* Exercise requirements *
Print the listing in its entirety and exactly, leaving out images.

* Input records *
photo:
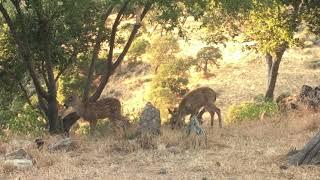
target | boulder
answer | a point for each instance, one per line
(150, 121)
(18, 159)
(308, 98)
(63, 144)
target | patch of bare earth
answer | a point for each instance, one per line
(251, 150)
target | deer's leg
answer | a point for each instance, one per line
(213, 109)
(93, 124)
(200, 114)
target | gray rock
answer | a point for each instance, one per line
(63, 144)
(18, 159)
(150, 121)
(18, 154)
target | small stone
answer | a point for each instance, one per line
(218, 164)
(283, 167)
(18, 163)
(18, 154)
(163, 171)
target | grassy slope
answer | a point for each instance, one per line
(252, 150)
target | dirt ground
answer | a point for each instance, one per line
(251, 150)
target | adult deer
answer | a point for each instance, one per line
(192, 102)
(91, 112)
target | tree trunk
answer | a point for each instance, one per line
(205, 69)
(269, 66)
(273, 72)
(100, 38)
(54, 125)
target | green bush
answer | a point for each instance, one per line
(138, 48)
(250, 111)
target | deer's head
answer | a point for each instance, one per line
(72, 101)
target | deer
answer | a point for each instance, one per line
(92, 111)
(68, 118)
(203, 99)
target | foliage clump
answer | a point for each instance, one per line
(247, 111)
(206, 58)
(169, 84)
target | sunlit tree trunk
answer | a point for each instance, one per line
(273, 65)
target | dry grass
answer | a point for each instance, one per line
(252, 150)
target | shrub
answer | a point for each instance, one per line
(250, 111)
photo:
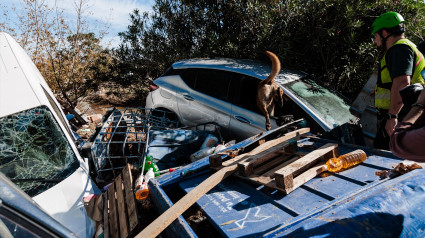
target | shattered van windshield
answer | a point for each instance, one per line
(326, 104)
(34, 152)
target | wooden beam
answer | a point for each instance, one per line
(246, 167)
(129, 198)
(122, 218)
(166, 218)
(285, 177)
(281, 140)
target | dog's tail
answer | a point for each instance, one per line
(275, 67)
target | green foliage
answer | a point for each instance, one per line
(329, 39)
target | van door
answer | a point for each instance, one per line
(204, 97)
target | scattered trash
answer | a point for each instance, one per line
(398, 170)
(202, 153)
(149, 163)
(95, 118)
(210, 141)
(346, 161)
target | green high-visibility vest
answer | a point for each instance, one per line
(383, 87)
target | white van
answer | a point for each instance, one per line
(37, 146)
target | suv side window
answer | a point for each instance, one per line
(214, 83)
(189, 77)
(244, 91)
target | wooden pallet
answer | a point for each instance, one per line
(278, 165)
(120, 216)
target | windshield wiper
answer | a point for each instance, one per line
(37, 180)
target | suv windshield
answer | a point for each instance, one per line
(326, 104)
(34, 152)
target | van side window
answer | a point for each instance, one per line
(214, 83)
(189, 77)
(244, 91)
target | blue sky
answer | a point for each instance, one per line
(114, 13)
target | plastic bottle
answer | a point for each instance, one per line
(141, 188)
(210, 141)
(346, 161)
(219, 148)
(149, 175)
(149, 163)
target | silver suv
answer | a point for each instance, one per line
(223, 91)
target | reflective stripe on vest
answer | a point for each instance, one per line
(382, 92)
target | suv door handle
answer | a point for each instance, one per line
(242, 119)
(189, 98)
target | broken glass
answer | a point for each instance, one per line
(326, 104)
(34, 152)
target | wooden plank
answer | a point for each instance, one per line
(113, 218)
(122, 216)
(246, 167)
(306, 176)
(105, 215)
(271, 164)
(268, 144)
(129, 198)
(285, 176)
(272, 171)
(215, 160)
(165, 219)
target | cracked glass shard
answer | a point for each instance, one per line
(34, 152)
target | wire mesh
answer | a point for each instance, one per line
(123, 138)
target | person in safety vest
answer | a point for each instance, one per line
(401, 65)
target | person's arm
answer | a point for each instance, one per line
(416, 115)
(408, 139)
(396, 102)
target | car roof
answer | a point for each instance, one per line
(254, 68)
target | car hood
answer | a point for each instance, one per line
(64, 202)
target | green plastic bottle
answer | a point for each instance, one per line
(149, 163)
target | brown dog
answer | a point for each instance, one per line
(269, 93)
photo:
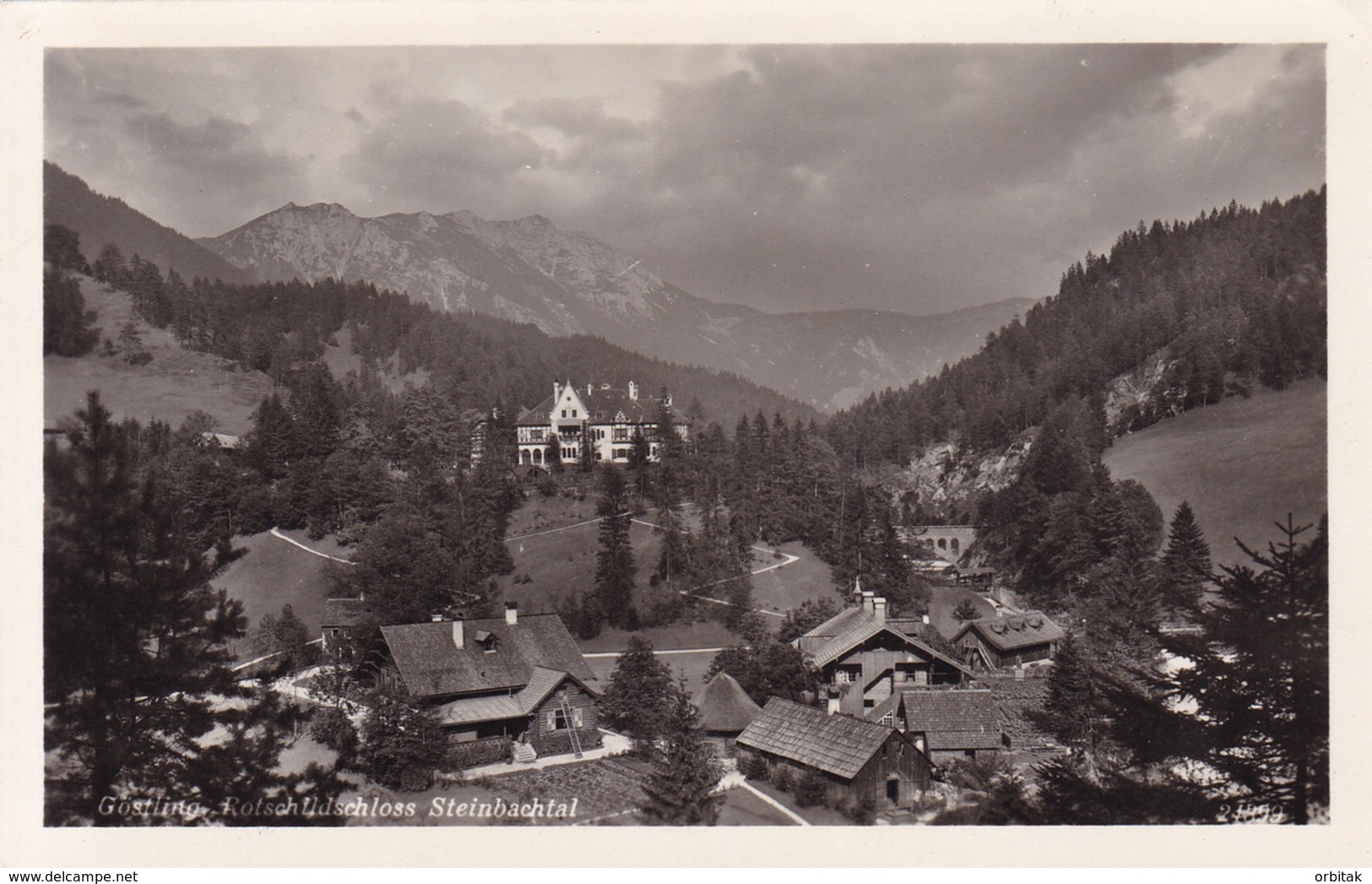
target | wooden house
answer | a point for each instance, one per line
(946, 724)
(856, 759)
(491, 678)
(1005, 642)
(724, 711)
(865, 658)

* Response below *
photo:
target | boulder
answer | a point for each instance, one per line
(150, 121)
(18, 159)
(308, 98)
(63, 144)
target | patch of bare earth
answer | a point for each instance, one per line
(251, 150)
target | deer's leg
answer | a point for each instance, one per line
(213, 109)
(93, 124)
(200, 114)
target | gray rock
answer | a point for each instance, one per line
(63, 144)
(18, 159)
(150, 121)
(18, 154)
target | small stone
answer | a point for each instance, one per line
(218, 164)
(283, 167)
(18, 163)
(18, 154)
(163, 171)
target | grassy slope
answer | a point for each instance, one per line
(252, 150)
target | dirt ground
answer | a point for each instance, one per line
(251, 150)
target | adult deer
answer | a point for each instance, one per line
(192, 102)
(91, 112)
target | tree trunk
answer | a point for each instance, one per line
(205, 69)
(269, 66)
(273, 72)
(100, 38)
(54, 125)
target | green bush
answer | a point for each instance, one per line
(138, 48)
(250, 111)
target | deer's head
answer | a point for each instance, one per line
(72, 101)
target | deer
answer | a point for each instance, one per line
(92, 111)
(68, 118)
(203, 99)
target | foliage clump
answer | a point for each instance, one per line
(247, 111)
(206, 58)
(169, 84)
target | sunlit tree trunk
answer | a point for each instance, one per line
(273, 65)
target | dry grass
answer | a point for each instance, one per line
(252, 150)
target | shrub
answer | a point for each instance, one per line
(250, 111)
photo:
target | shattered van windshield
answer | a point for each instance, one per line
(326, 104)
(34, 152)
target | wooden beam
answer | a point for each instance, one per line
(246, 167)
(129, 198)
(122, 218)
(166, 218)
(285, 177)
(281, 140)
target | dog's tail
answer | a point for each instance, one per line
(275, 67)
target | green foliage
answer | a point for each instance, one per line
(329, 39)
target | van door
answer | a point for each instance, one per line
(204, 97)
target | scattered trash
answer | a point for each instance, one per line
(398, 170)
(202, 153)
(149, 163)
(95, 118)
(210, 141)
(346, 161)
target | green high-visibility vest
answer | a point for each instance, one per line
(383, 87)
target | white van
answer | a point for each instance, one per line
(37, 146)
target | suv side window
answer | a point for each instance, one per line
(214, 83)
(189, 77)
(244, 91)
target | wooden pallet
answer | a point for each instance, one per line
(278, 165)
(120, 216)
target | windshield wiper
answer | a point for each instance, one per line
(37, 180)
target | suv windshield
answer | a point for each instance, one per line
(326, 104)
(34, 152)
target | van side window
answer | a point for each instance, one per line
(214, 83)
(189, 77)
(244, 91)
target | blue sky
answer | a point for each instance, one per line
(114, 13)
target | plastic bottle
answer | a point for each instance, one per line
(141, 188)
(210, 141)
(346, 161)
(219, 148)
(149, 175)
(149, 163)
target | silver suv
answer | a point for each instance, one per line
(223, 91)
target | reflective stripe on vest
answer | a point for each instance, one per line
(382, 92)
target | suv door handle
answer | a point for each instance, one per line
(242, 119)
(189, 98)
target | broken glass
answer | a point for each instance, one per line
(326, 104)
(34, 152)
target | wooden plank
answer | a point for each instance, one per line
(113, 218)
(122, 216)
(246, 167)
(306, 176)
(105, 215)
(271, 164)
(268, 144)
(129, 198)
(285, 176)
(272, 171)
(215, 160)
(165, 219)
target | cracked glass shard
answer | a point for each instance, one per line
(34, 152)
target | wire mesh
answer | a point for each instance, one per line
(123, 138)
target | person in safety vest
answer | a point for each instance, one per line
(401, 65)
target | person's arm
answer | a point for each instance, one per line
(416, 115)
(408, 139)
(396, 102)
target | car roof
answer | a point for each instance, one per line
(254, 68)
target | car hood
answer | a point for each instance, one per line
(64, 202)
target | green plastic bottle
answer | a point for each instance, one per line
(149, 163)
target | brown dog
answer | a point for each instance, one per line
(269, 93)
photo:
target | wooden house
answer | a point for each instance, one per line
(946, 724)
(856, 759)
(491, 678)
(1005, 642)
(724, 711)
(865, 658)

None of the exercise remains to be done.